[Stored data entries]
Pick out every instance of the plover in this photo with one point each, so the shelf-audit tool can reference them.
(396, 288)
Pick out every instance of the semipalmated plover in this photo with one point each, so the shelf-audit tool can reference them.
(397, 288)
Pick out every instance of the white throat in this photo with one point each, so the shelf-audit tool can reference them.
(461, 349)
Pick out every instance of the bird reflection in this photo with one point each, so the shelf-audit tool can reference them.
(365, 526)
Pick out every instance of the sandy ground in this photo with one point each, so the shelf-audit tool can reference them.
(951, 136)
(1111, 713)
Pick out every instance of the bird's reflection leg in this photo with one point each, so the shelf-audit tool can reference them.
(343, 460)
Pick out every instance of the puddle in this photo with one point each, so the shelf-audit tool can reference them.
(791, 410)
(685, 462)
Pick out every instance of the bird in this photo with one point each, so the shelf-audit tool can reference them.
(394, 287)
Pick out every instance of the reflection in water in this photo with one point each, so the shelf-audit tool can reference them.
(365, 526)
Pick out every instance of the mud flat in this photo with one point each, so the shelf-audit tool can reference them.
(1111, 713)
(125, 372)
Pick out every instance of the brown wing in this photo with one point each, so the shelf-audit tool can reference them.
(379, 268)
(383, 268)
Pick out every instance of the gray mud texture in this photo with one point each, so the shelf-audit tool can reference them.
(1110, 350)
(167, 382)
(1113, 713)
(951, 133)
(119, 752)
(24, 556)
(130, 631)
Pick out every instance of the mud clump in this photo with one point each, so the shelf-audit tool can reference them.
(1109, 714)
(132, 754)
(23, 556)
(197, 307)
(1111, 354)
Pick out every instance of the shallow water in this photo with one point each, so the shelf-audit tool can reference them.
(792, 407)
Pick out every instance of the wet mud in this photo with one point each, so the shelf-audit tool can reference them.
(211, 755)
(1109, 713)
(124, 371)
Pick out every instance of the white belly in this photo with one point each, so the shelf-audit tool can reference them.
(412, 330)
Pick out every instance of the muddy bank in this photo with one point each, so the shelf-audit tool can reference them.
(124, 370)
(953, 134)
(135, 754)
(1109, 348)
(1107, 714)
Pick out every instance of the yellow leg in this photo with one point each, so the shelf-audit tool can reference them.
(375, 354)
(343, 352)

§ **Exercise brief**: Each entry above needs to be duplicated exactly.

§ **Final answer**:
Pick out every instance of the plover in this photo with one point each, so the shelf-audit tool can reference them.
(396, 288)
Pick out every instance of the semipalmated plover in this photo with one point each, so the shelf-audit tool can reference them.
(397, 288)
Pick out every instance of the white throat in this photo with one point each, so the shelf-audit tool can reference them.
(461, 349)
Pick out every instance of the bird reflection in this photo with one point each, so the shelf-audit tool can reference them.
(365, 526)
Pick out every instance of the sandy ground in this photo with one point each, so the shelf-audit tool can reference them.
(951, 136)
(1111, 713)
Pick out every instance of the bird's reflection leg in this photo with one point each, so the shelf-audit tool can reference them.
(343, 460)
Pick out every instance of the puddle in this photo with one point each, so the shelf-audit tool can reference them.
(791, 410)
(685, 462)
Pick out every instance of the bird in this photo with one point each, so the shelf-audit tool can reference them.
(394, 287)
Pick out every instance of the reflection in water in this photo with one point each, so the shelf-audit tool can reference them.
(365, 526)
Pick out every instance of the mud flat in this photo with one point each, so the shelf-audit tool can reference them.
(1111, 713)
(125, 372)
Pick out every instance of the brown wing in this photo with one point each, so the shelf-audit tool can reference them.
(379, 268)
(383, 268)
Pick out every instance of the gray mud texture in this photo with one point each, so the shelf-audit tool can reference them.
(1110, 350)
(167, 382)
(1113, 713)
(951, 133)
(119, 752)
(24, 556)
(130, 631)
Pick out every instance of the mud clump in this photo with one point each, so the shelf-audit tool can reference them.
(1109, 714)
(132, 754)
(23, 556)
(197, 307)
(1111, 354)
Pick out every instance of the shallow water in this photo with one point each, so the shelf-audit tool can reference them.
(792, 407)
Pick out every instance of the wet mud in this photo with one point each, so the shelf-audit tool can reference them.
(211, 755)
(1109, 713)
(124, 371)
Pick out every instance of the white belly in this photo with one point each, so the shelf-audit tool can reference them.
(412, 330)
Pick out every instance of the muddy bank in this photo with one point each, so the shelf-audit tool can reference them.
(124, 370)
(953, 134)
(135, 754)
(1109, 348)
(1107, 714)
Pick out every instance of the yellow leg in this photo with one point each, so the shelf-audit tool can reference them.
(375, 354)
(343, 352)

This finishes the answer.